Square Enix announced Hitman: Sniper at the 2014 Electronic Entertainment Expo, where a demo was on display. The title was originally planned for release in 2014. After a long soft launch in Canada, Hitman: Sniper was released for iOS and Android platforms on June 4, 2015.

Like a free-to-play game, it continued to receive updates years after its release. A free post-launch update in June 2016 added a zombies mode—Death Valley Challenge Mode—wherein the player defends a human against encroaching zombies as he attempts to repair his car. The addition has three levels of difficulty and additional weapon upgrades and player achievements. Later that year, Square Enix Montréal added a Halloween theme and a limited-edition crossbow weapon with special abilities such as making a target's ghost into the player's ally.

DATASET ENTRIES:
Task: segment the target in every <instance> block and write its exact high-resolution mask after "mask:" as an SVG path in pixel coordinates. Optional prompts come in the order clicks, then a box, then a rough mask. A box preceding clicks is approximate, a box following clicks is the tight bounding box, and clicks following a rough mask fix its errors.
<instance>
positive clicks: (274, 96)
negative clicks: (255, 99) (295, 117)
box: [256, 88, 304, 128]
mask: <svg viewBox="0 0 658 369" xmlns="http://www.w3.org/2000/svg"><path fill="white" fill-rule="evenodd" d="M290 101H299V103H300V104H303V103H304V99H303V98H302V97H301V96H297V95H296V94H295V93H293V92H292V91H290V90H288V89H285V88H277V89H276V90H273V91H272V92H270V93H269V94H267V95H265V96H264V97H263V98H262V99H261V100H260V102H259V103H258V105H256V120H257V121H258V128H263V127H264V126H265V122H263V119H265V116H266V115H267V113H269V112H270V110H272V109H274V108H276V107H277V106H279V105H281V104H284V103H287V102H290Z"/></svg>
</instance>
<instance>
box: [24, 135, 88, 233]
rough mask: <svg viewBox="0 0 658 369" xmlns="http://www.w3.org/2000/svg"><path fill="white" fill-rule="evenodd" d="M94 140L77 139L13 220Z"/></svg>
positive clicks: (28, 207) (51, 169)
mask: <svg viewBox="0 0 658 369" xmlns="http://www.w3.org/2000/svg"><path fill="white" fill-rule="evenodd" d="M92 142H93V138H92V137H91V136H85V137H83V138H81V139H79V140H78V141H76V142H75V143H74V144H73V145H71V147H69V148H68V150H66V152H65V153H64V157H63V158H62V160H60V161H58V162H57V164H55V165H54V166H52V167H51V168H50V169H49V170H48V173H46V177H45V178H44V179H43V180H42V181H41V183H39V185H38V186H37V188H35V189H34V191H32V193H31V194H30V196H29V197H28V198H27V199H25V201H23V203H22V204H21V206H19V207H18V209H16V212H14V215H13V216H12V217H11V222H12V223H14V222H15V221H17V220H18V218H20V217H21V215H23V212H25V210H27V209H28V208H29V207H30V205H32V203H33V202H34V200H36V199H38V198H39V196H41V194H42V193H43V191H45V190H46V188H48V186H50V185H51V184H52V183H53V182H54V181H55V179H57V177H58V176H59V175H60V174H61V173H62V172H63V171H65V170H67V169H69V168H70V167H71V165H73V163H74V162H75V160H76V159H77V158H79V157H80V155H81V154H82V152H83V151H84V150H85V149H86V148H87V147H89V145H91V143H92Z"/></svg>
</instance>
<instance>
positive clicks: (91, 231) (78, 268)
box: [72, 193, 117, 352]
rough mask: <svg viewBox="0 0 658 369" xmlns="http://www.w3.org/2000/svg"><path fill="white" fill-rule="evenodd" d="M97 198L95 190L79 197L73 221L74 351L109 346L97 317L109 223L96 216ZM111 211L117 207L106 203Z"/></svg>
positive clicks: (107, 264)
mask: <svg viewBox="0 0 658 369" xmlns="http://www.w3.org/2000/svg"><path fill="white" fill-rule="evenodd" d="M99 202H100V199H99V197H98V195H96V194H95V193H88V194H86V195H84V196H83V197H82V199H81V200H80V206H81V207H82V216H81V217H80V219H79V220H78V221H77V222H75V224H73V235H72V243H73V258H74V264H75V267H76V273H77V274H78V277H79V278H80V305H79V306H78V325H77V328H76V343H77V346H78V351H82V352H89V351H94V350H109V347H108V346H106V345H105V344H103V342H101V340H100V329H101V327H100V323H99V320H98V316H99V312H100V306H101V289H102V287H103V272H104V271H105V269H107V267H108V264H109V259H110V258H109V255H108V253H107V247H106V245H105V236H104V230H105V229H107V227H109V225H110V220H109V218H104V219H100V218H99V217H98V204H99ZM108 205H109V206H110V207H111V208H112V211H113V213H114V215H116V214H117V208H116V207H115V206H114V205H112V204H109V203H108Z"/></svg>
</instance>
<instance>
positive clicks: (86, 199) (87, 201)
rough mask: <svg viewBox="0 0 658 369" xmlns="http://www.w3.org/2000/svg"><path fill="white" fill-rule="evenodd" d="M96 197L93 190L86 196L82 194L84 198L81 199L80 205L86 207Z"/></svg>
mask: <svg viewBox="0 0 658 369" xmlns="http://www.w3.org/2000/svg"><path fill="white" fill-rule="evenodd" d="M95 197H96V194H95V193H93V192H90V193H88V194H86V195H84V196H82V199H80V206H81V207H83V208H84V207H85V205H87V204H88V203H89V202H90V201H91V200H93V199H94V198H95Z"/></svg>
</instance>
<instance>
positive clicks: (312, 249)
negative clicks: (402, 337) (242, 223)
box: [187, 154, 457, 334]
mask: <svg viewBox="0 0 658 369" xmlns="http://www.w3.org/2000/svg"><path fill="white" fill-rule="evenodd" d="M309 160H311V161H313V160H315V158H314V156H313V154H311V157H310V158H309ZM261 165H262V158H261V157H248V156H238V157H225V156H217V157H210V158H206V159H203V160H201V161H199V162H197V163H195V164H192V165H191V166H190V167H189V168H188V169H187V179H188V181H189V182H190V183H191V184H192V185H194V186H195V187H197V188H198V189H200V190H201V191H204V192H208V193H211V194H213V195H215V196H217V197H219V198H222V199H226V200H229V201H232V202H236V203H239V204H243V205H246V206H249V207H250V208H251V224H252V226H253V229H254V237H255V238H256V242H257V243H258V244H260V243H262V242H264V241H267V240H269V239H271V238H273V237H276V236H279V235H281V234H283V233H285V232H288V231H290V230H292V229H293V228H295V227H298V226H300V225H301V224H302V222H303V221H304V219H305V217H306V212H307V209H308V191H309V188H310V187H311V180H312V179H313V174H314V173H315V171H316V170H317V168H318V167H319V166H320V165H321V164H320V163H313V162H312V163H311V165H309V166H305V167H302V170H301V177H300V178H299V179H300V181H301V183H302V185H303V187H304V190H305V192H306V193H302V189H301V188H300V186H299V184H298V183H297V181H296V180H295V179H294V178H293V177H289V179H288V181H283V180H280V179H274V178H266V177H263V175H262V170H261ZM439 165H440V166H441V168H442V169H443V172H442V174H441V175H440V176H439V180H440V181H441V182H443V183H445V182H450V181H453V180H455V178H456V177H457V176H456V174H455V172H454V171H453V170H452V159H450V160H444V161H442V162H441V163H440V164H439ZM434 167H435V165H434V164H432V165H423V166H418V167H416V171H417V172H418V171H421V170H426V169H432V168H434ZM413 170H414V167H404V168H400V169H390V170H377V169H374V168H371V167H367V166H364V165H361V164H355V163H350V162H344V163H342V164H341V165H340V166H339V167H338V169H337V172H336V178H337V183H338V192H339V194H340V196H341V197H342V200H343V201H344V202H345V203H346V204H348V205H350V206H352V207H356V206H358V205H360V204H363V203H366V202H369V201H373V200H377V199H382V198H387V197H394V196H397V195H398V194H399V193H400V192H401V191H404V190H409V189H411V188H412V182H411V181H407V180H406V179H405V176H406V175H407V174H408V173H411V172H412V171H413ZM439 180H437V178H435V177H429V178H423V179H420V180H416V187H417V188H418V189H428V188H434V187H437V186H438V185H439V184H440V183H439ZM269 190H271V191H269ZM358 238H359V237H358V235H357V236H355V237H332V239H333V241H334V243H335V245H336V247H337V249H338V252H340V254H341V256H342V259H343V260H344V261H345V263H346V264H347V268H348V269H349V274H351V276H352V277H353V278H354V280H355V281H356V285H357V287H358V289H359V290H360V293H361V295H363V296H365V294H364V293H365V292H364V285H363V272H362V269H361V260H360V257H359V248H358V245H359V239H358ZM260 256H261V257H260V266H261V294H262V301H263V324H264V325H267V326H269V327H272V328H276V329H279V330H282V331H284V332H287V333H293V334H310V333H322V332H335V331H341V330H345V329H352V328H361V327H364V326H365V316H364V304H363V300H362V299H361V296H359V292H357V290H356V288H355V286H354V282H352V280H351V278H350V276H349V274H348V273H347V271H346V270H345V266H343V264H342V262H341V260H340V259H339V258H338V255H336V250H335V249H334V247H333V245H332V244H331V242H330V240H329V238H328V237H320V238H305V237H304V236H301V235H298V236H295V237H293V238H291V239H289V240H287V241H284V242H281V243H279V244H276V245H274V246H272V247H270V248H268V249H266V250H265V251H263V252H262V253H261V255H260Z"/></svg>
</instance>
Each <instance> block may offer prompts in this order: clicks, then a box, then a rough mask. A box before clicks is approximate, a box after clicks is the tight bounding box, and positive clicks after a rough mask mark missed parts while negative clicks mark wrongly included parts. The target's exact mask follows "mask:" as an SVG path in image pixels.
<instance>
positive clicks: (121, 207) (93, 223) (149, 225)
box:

WORK INSTRUCTIONS: According to the Hitman: Sniper extract, what is the name of the zombies mode added in the June 2016 update?

OUTPUT OF THE TASK: Death Valley Challenge Mode